▸ The request
Rewrite all of these lines with every "elephant" changed to "rhino" and nothing else altered, and omit the pictures from your answer.

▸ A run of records
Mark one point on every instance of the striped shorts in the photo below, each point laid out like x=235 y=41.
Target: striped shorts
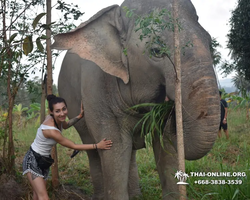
x=30 y=165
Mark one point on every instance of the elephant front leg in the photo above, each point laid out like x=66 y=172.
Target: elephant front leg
x=115 y=167
x=167 y=165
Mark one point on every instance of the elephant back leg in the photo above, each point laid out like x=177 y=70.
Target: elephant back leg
x=167 y=165
x=94 y=161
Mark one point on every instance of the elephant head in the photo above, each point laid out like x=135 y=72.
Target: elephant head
x=103 y=38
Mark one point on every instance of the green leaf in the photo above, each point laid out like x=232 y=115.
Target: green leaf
x=37 y=19
x=27 y=45
x=44 y=37
x=39 y=44
x=12 y=37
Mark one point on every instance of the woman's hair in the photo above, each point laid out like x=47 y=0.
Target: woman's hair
x=52 y=99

▸ Response for this exercise
Mark one point on every instance of the striped shorts in the photo below, each point laid out like x=235 y=41.
Target: striped shorts
x=30 y=165
Mark one point on every instance of the rhino front leg in the photo above, each point laid out like x=66 y=172.
Target: rhino front leg
x=115 y=167
x=167 y=165
Mark one point on every instance of the rhino back leg in the photo above, each point laid out like x=177 y=70.
Target: rhino back leg
x=167 y=165
x=94 y=161
Mark one point on every instance of the rhino head in the photo above, each point laid out like x=135 y=72.
Target: rhino head
x=103 y=38
Mark one point on every instance of the green leaf in the photo above, each point laid out like x=232 y=115.
Target: green leaf
x=37 y=19
x=27 y=45
x=44 y=37
x=39 y=44
x=12 y=37
Mark one point on every instance of the woman's hair in the photo above, each point laid out like x=47 y=0.
Target: woman's hair
x=52 y=99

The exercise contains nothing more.